Table 3. BiBLAS-3 parameters.

The minimum dimensions of the matrix in mapping for BiBLAS-3 should be \(1\times 2\). Algorithm 1 shows step by step mapping of BiBLAS-3. In step 1, the elements of product matrix C is divided into a groups of size c. In this example, C is of \(2\times 2\) size with a total of 4 product terms. As the column size of choosen crossbar is 3, product terms are divided into two groups with elements 1, 3, 2 in group 1 and element 4 in group2. In step 2, the terms from matrices A and B, responsible for the formation of each product term in a group, are obtained. Each product constitutes a series of XORed dot products. The first and second dot products of each element in group 1 is computed in reserve1 and reserve2 rows respectively. Before computing third dot product if there are reserve1, reserve2 they will be XORed first and followed by a clear operation on reserve2. Likewise, the following dot products are computed in reserve2 and accumulated to reserve1 by XOR. This is repeated till all the dots products in the choosen group are completed. By the end of step 2, reserve1 contains the products are of group 1. In step 3, the products from reserve1 are copied to free memory and then reserve1 is cleared. steps 2 and 3 are iterated till all the groups are computed on the crossbar. A detailed example is shown in Table 4.

- - - -

(EXERCISE SET)
**1.** What minimum matrix dimensions does the BiBLAS-3 mapping text give for mapping?
**2.** List each numbered step of Algorithm 1 described in the BiBLAS-3 mapping text, with a brief statement of what happens in it.

(Collected data entries)
- - - -

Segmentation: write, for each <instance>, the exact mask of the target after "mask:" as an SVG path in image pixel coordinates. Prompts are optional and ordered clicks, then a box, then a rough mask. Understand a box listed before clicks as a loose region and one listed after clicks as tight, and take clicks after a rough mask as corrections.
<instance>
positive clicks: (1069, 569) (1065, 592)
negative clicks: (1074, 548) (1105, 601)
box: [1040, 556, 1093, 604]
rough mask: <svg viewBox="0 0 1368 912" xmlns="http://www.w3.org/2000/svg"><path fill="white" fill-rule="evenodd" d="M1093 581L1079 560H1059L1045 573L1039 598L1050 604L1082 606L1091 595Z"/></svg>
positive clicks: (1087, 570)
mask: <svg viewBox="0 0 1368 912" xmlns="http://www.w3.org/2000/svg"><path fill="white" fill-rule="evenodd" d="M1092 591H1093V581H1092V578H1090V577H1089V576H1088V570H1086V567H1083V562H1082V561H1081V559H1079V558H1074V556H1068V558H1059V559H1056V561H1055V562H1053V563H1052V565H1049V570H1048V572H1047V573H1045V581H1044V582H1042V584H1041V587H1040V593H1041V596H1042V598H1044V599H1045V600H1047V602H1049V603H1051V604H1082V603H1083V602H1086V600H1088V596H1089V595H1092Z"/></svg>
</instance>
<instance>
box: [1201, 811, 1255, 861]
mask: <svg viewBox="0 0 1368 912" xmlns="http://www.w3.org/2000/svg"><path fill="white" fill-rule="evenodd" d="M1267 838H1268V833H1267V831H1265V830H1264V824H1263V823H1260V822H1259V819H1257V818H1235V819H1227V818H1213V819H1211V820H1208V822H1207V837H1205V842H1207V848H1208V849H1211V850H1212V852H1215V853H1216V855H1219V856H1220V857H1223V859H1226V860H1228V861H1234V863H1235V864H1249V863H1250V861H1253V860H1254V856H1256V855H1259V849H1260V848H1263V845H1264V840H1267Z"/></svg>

- - - -

(ANSWER LIST)
**1.** 1 × 2

**2.**
Step 1: The elements of product matrix C are divided into groups of size c.
Step 2: The terms from matrices A and B that form each product term in a group are obtained. The XORed dot products are computed in the reserve1 and reserve2 rows until reserve1 holds the group's products.
Step 3: The products in reserve1 are copied to free memory, and reserve1 is cleared.